=== TEXT PASSAGE ===
This is supported by an analysis of code-mixing and code-switching in this dataset.Footnote 7 It is necessary to distinguish between code-mixing, ‘cases where lexical items and grammatical features from two languages appear in one sentence’, and code-switching, ‘the rapid succession of several languages in a single speech event’ (Muysken Reference Muysken2000:1).Footnote 8 Where there is code-mixing in bilingual messages, it can be categorised as ‘insertion’, whereby lexical items or constituents from one language are inserted into a structure from another (Muysken Reference Muysken2000). Figure 2 is an example of this; it reads: Stand in awe of all mná. I'm sorry it took so long. The only Irish word in the message is mná ‘women’. Irish noun phrases are often slotted into otherwise English syntactic structures (rather than vice-versa), with verbs or adjectives rarely used. Stock phrases and slogans are also repeated, whether in the form of code-mixing in bilingual messages (e.g. Stand in awe of all mná [‘women’] or We repealed for you, & for all mná na hÉireann [‘women of Ireland’]) or more fluent Irish use, for example, monolingual Irish messages consisting entirely of common slogans (e.g. Ní Saoirse go Saoirse na mBan ‘There is no freedom until women are free’). Although repeated slogans are also found in monolingual English messages (e.g. NEVER AGAIN), they are more common in the Irish and bilingual messages than in the English messages, where there is a much greater variety of language on display.

Figure 2. Notes to Savita card; Richmond Street South, Dublin.

In summary, the distribution of Irish in the Notes to Savita dataset aligns with interviewees’ perceptions that Irish was rarely used, and even when it was, it was rare to find signs written exclusively in Irish. Typically, there might be the ‘odd word’ of Irish in an otherwise English message. Therefore, Irish use during the referendum campaign was highly marked. This suggests that the choice of Irish was not (primarily) motivated by a desire to communicate with an Irish-reading public, but, in Andrew's words, was used as “more of an indicator, a signifier”, indexing national identity.

A STANCETAKING APPROACH TO GENDER AND LANGUAGE IDEOLOGY

On the basis of the preceding analyses, we can proceed to a more in-depth qualitative analysis of the role played by the Irish language in stancetaking. Figure 3 can be considered typical of the Notes to Savita dataset because it is written entirely in English, and thus offers a useful counterpoint before moving on to an analysis of Irish messages. Figure 3 includes several common discourses which appear in many notes, irrespective of language: We are sorry is a common sentiment expressing the Irish public's collective guilt or sorrow for what happened to Savita Halappanavar, as is the promise of Never again, that this will not happen again (because of the referendum result). More relevant to this analysis, though, is the declaration of a New Ireland as a result of the vote. This explicitly frames the referendum result as part of the history of the evolution of the national project, a point that is analysed in more detail below. Because English is unmarked in this context, references to national identity must be made explicitly (e.g. reference to a New Ireland). When Irish is used, however, it comes with added ideological ‘baggage’: unlike the ‘transparent’ functionality of English, the use of Irish can itself be interpreted as a commentary on national identity.
=== SOURCE DATA ===
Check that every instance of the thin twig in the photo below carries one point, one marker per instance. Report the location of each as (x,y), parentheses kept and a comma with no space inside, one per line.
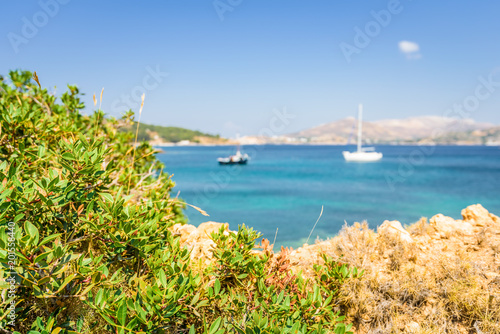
===
WORK INSTRUCTIONS
From the passage above on Irish in the Notes to Savita messages, list every Irish word or phrase that is given with an English translation, along with that translation.

SOLUTION
- mná: "women"
- mná na hÉireann: "women of Ireland"
- Ní Saoirse go Saoirse na mBan: "There is no freedom until women are free"